Written request →
Add 60 to each pixel coordinate in the answer boxes. Rewrite every line below, from the one containing "blurred yellow leaf -> box" through the last line, inclusive, and keep the requests unchanged.

== Entries supplied

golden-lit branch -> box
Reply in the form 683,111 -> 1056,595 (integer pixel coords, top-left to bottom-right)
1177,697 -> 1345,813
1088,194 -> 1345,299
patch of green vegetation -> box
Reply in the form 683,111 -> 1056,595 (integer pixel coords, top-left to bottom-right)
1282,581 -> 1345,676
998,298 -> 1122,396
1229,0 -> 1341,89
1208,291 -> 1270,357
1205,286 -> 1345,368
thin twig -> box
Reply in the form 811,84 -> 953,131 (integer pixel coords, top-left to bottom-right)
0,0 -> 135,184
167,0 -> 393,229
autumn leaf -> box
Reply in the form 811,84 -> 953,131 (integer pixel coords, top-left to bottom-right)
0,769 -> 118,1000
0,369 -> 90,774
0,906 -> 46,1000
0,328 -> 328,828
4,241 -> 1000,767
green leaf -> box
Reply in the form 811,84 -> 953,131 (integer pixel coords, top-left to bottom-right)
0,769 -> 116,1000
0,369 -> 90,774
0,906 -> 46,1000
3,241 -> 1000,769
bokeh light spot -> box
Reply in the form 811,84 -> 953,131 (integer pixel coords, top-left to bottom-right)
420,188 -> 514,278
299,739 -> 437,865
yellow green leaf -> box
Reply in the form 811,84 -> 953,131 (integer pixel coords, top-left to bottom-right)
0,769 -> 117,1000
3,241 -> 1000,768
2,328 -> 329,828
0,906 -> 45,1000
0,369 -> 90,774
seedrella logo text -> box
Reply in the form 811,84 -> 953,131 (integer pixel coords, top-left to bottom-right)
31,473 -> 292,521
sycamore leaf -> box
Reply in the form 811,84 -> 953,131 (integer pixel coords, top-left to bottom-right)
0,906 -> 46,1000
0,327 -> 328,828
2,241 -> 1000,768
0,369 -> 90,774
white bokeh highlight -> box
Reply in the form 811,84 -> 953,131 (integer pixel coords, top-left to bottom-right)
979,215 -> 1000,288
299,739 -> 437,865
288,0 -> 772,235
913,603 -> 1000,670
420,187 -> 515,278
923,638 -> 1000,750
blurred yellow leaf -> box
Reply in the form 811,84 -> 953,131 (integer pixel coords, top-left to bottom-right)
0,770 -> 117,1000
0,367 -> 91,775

====

Result for this exercise →
blurred yellow leaf -> box
Reply in the form 811,84 -> 953,131 (integer pixel coords, top-left to bottom-right)
60,830 -> 177,1060
60,427 -> 151,835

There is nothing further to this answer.